**PROBLEMS AND TASKS:**
1. Retype the passage from "The only way" to "just to America." in the commentary on James Mattis and "America first".
2. In the commentary on James Mattis and "America first", who co-wrote the Foreign Affairs op-ed with Mattis?
3. Proceed with the commentary on James Mattis and "America first", starting right after its final sentence.
* Start TEXT EXCERPT *
It’s an odd statement coming from anyone who was ever in the U.S. government. President Trump’s former Defense Secretary James Mattis has declared, in a Foreign Affairs op-ed co-written with establishment foreign policy wonk Kori Schake, that he hopes a Biden administration won’t put America first. He didn’t say which country he thought a president of the United States should put first instead.
Mattis and Schake wrote: “In January, when President Joe Biden and his national security team begin to reevaluate U.S. foreign policy, we hope they will quickly revise the national security strategy to eliminate ‘America first’ from its contents, restoring in its place the commitment to cooperative security that has served the United States so well for decades.”
This was so important, they asserted, because “in practice, ‘America first’ has meant ‘America alone.’ That has damaged the country’s ability to address problems before they reach U.S. territory and has thus compounded the danger emergent threats pose.”
This is rancid, insidious hogwash. Trump’s travel bans, which Biden has pledged to repeal on his first day in office, are designed to prevent problems from reaching U.S. territory. Biden’s repeal of them will only make Americans more vulnerable. Also, Trump’s America First policy was not “America alone” by any means: the U.S. was instrumental in concluding peace deals between Israel and three of its Arab Muslim neighbors, deals that John Kerry, who will soon be back in a position of power, assured us back in 2016 would be absolutely impossible. Trump has also demanded more responsibility from our allies, asking them to pay more for their own defense.
The only way in which Trump’s America First policy meant “America alone” was insofar as it broke from the internationalist arrangements that have been in place since the end of World War II, to which Mattis and Schake refer as “the commitment to cooperative security that has served the United States so well for decades.”
But if a “commitment to cooperative security” doesn’t involve being able to put one’s national interests first, how is it good for the people of that nation? That question doesn’t apply just to America.
In reality, the president’s primary job is clear from the oath of office that every president recites in order to assume office, and it isn’t to provide “cooperative security” for other countries in the world, or free health care for illegal aliens, or to make sure that Somalia and Afghanistan aren’t riven by civil war, or to make sure America is “diverse.” It is simply this: “I do solemnly swear (or affirm) that I will faithfully execute the Office of President of the United States, and will to the best of my ability, preserve, protect and defend the Constitution of the United States.”
* End TEXT EXCERPT *
* Start RECORD LIST *
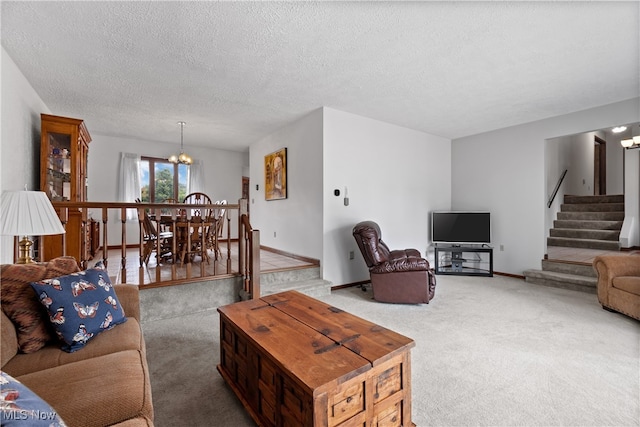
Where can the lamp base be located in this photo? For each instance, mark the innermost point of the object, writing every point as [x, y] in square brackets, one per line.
[24, 251]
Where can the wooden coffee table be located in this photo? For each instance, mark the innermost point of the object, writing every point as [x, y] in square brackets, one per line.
[295, 361]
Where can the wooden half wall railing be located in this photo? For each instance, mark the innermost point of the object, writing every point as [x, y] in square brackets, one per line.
[223, 261]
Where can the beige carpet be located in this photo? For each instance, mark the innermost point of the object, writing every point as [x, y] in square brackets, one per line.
[489, 352]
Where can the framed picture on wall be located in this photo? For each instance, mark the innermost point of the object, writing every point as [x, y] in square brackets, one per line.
[275, 175]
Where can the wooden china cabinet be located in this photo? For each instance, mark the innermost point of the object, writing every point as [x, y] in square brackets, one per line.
[64, 150]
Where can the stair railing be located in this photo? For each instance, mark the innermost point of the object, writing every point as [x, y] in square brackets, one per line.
[249, 253]
[555, 191]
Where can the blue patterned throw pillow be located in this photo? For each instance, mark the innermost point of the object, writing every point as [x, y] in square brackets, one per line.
[19, 406]
[80, 306]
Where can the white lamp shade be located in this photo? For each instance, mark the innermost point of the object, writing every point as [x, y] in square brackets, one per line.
[28, 213]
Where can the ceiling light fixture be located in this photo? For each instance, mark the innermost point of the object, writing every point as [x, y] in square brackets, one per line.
[630, 143]
[181, 158]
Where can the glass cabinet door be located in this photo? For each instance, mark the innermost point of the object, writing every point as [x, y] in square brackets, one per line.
[58, 165]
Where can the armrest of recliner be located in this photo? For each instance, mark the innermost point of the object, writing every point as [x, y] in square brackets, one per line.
[402, 260]
[610, 266]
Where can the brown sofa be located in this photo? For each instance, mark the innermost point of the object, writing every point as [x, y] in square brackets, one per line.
[105, 383]
[619, 283]
[398, 276]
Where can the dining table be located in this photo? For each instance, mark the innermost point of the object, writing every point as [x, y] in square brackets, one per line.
[190, 235]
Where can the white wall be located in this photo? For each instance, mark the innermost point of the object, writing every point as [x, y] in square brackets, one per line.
[293, 224]
[395, 176]
[20, 148]
[222, 173]
[630, 233]
[557, 160]
[503, 171]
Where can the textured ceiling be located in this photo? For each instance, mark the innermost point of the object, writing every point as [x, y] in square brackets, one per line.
[237, 71]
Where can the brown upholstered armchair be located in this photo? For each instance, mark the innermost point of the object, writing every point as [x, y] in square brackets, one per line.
[399, 276]
[619, 283]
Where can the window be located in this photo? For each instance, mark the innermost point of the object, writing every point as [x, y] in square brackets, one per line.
[161, 180]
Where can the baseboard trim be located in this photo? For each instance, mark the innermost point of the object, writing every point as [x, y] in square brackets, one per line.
[350, 285]
[514, 276]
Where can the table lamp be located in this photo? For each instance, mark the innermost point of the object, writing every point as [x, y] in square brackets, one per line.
[28, 213]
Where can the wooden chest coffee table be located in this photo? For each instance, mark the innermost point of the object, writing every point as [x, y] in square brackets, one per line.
[295, 361]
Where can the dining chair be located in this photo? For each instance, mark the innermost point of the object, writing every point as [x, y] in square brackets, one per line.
[154, 241]
[193, 240]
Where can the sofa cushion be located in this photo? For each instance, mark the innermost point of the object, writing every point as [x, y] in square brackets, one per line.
[99, 391]
[81, 305]
[629, 284]
[126, 336]
[21, 406]
[9, 345]
[21, 305]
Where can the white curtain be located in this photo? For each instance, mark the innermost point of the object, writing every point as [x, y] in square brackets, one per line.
[129, 185]
[196, 177]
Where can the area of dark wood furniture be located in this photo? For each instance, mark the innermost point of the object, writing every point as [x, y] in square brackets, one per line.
[295, 361]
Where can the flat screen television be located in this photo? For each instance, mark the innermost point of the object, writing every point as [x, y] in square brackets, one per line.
[458, 227]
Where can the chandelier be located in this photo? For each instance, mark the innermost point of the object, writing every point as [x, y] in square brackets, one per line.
[181, 158]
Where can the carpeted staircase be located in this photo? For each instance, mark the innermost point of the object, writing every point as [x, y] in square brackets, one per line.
[584, 222]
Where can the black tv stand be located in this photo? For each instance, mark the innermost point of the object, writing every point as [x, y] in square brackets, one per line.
[467, 260]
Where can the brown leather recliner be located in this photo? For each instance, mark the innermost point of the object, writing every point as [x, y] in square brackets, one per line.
[399, 276]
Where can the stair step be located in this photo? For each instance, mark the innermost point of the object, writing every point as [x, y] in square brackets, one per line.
[583, 243]
[609, 198]
[587, 224]
[579, 233]
[312, 288]
[561, 280]
[592, 207]
[290, 275]
[591, 216]
[574, 268]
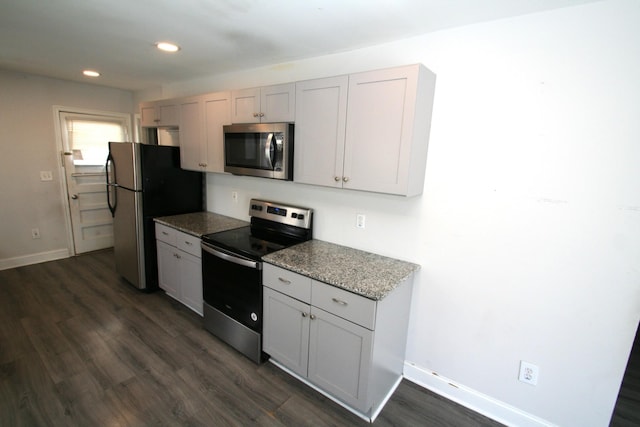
* End RECORD LIST *
**OUTPUTS FOR THE TASKS:**
1.
The only way in which Trump’s America First policy meant “America alone” was insofar as it broke from the internationalist arrangements that have been in place since the end of World War II, to which Mattis and Schake refer as “the commitment to cooperative security that has served the United States so well for decades.”
But if a “commitment to cooperative security” doesn’t involve being able to put one’s national interests first, how is it good for the people of that nation? That question doesn’t apply just to America.

2. Kori Schake.

3.
Or, to put it even more simply, as Rating America’s Presidents: An America-First Look at Who Is Best, Who Is Overrated, and Who Was An Absolute Disaster explains, the primary job of the president of the United States is to put America first.
Nonetheless, this point is hotly controverted. Trump stated it clearly in his inaugural address on January 20, 2017: “From this day forward, a new vision will govern our land. From this moment on, it’s going to be America First… We will seek friendship and goodwill with the nations of the world — but we do so with the understanding that it is the right of all nations to put their own interests first.”
That was one of the reasons why the elites have hated him with such burning intensity, and had to get him out of office. Someone has to pay for that “cooperative security,” and someone has to be paid, and that means that Trump was threatening some extremely wealthy and powerful interests.
The internationalist elite has reasserted its hegemony and beaten back a serious challenge. And it is not a good sign that in spiking the football after that victory, Mattis makes it abundantly clear that “cooperating with like-minded nations” means putting their interests before our own. No responsible national leader should do that, but of course soon, if the Left’s quest for open borders is successful, nations themselves will be a thing of the past, at least in Europe and North America, as the all-encompassing, authoritarian technostate moves inexorably closer to being put into place.
Robert Spencer is the director of Jihad Watch and a Shillman Fellow at the David Horowitz Freedom Center. He is author of 21 books, including the New York Times bestsellers The Politically Incorrect Guide to Islam (and the Crusades) and The Truth About Muhammad. His latest book is Rating America’s Presidents: An America-First Look at Who Is Best, Who Is Overrated, and Who Was An Absolute Disaster. Follow him on Twitter here. Like him on Facebook here.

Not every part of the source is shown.